Work instructions: Rewrite the lines of the items below as a numbered list, omitting any blank lines.

Data items
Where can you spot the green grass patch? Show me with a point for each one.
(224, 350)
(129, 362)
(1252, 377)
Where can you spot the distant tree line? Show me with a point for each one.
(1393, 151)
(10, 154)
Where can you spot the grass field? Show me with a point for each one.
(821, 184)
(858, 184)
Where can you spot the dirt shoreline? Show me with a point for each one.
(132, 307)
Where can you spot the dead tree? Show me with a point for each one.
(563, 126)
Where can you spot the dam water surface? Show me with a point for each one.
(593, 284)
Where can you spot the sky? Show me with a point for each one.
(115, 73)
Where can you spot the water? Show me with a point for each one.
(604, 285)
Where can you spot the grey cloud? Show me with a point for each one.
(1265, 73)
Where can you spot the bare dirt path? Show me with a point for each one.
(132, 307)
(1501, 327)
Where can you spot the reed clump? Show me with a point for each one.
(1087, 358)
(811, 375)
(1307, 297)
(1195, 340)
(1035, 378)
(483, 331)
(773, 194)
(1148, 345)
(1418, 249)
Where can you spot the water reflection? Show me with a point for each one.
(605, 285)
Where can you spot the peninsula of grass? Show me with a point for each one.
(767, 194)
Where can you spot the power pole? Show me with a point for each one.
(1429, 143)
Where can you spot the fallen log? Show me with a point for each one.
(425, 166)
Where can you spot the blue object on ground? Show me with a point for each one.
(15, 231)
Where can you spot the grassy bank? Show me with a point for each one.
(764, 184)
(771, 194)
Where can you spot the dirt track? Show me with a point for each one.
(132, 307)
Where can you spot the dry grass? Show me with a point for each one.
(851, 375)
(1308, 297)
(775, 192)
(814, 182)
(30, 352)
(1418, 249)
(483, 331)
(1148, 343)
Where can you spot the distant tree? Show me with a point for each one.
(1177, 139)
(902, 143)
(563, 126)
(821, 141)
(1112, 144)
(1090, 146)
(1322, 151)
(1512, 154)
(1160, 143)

Answer to this problem:
1. Where can you spot the green grass patch? Show me with a point for each one.
2. (224, 350)
3. (129, 362)
4. (1252, 377)
5. Where can you spot the distant tree line? Show me with a point for each one.
6. (1393, 151)
7. (10, 154)
8. Where can you spot the grass field? Show me with a point for each one.
9. (821, 184)
10. (858, 184)
11. Where can you spot the dirt shoreline? Show me with a point for each one.
12. (132, 307)
13. Where can you spot the dead tree? Show me with a point for each one.
14. (563, 126)
15. Where can you spot the dam water surface? Show me with a point for each one.
16. (593, 284)
17. Where can you spot the sky? Show me with a point for each one.
18. (115, 73)
19. Where can you spot the water? Show me with a point for each one.
20. (604, 285)
21. Where can you spot the grey cloud? Show me with a point for each one.
22. (1265, 73)
23. Where can you spot the bare dirt path? Show me with a point for each one.
24. (132, 307)
25. (1501, 327)
26. Where can you spot the reed clump? Show me with a point for each one.
27. (1087, 358)
28. (811, 375)
29. (1307, 297)
30. (1195, 340)
31. (1035, 378)
32. (483, 331)
33. (773, 194)
34. (1148, 345)
35. (1418, 249)
36. Where can you spot the water reflection? Show me with a point for each one.
37. (605, 285)
38. Where can you spot the peninsula of grass? Show me with a point for each one.
39. (767, 194)
40. Where can you spot the power pole? Show me with a point for each one.
41. (1429, 143)
42. Where can you spot the fallen log? Show me with a point for each one.
43. (425, 166)
44. Where can you spot the blue object on ground? Show me with a point for each one.
45. (15, 231)
46. Where can you spot the grassy bank? Show me with a point for each one.
47. (764, 184)
48. (771, 194)
49. Where can you spot the dirt track? Show me with a point for each one.
50. (132, 307)
51. Where can you spot the dry grass? Show me with a point for each one.
52. (851, 375)
53. (1308, 297)
54. (775, 192)
55. (814, 182)
56. (30, 352)
57. (1418, 249)
58. (483, 331)
59. (1148, 343)
60. Where can you spot the distant tree? Show me with a point for each one.
61. (1177, 139)
62. (902, 143)
63. (563, 126)
64. (821, 141)
65. (1112, 144)
66. (1090, 146)
67. (1322, 151)
68. (1512, 154)
69. (1160, 143)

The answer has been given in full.